_Task statement_
Please locate each line in the entries below that contains the word "frog" and copy those lines out.
━━━ Dataset entries ━━━
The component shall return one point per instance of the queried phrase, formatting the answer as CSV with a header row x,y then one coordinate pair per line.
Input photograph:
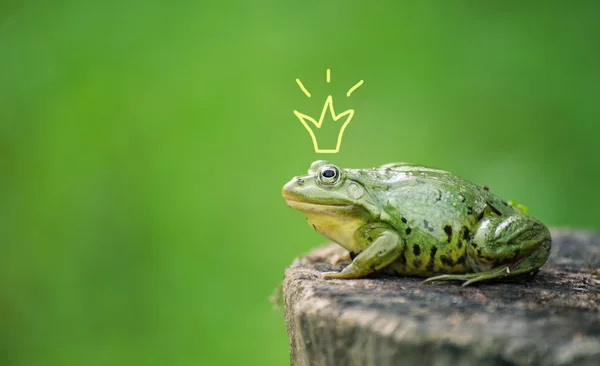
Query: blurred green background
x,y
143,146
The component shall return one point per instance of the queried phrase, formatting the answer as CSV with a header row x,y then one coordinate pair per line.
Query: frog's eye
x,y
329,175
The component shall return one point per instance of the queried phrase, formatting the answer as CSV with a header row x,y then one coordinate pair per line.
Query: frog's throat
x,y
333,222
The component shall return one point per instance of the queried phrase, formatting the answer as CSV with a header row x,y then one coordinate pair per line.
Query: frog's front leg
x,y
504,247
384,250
━━━
━━━ Dataset entries ━━━
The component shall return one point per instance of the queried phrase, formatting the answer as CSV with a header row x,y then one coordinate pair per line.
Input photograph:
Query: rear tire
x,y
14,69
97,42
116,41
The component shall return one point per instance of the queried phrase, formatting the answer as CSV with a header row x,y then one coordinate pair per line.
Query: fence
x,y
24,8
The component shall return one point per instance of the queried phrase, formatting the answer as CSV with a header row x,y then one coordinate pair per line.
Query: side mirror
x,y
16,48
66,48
━━━
━━━ Dataset entries ━━━
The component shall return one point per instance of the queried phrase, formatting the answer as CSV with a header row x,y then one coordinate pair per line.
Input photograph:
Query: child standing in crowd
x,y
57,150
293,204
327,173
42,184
━━━
_Correct result_
Query: frog's eye
Query: frog's throat
Query: frog's front leg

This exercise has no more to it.